Recorded data

-- -- --

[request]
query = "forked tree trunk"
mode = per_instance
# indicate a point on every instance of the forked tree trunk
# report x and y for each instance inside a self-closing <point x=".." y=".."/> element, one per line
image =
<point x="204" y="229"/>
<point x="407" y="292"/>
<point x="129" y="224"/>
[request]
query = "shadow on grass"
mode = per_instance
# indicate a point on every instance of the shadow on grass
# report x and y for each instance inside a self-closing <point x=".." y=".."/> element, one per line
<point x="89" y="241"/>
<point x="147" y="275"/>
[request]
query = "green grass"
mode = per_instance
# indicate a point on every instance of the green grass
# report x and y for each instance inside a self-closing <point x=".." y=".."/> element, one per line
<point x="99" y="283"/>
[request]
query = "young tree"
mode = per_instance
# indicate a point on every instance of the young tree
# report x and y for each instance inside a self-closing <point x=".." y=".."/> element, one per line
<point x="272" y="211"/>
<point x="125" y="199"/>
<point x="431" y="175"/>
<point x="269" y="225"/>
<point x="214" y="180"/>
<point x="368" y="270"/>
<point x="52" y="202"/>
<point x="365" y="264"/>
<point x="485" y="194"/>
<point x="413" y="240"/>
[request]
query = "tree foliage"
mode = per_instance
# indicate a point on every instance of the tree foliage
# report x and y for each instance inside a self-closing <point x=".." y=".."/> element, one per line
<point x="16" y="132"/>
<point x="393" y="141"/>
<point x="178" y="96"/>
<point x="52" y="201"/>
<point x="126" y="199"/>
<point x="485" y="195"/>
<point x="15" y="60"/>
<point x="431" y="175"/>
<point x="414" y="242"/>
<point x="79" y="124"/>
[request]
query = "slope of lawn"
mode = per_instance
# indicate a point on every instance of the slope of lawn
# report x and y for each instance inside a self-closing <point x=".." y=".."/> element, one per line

-- -- --

§ **The task**
Read through the entries and copy each line in which "foliage" appears.

§ **Answer to this problem**
query = "tree foliage"
# indicate a point on every instance of the tree foliage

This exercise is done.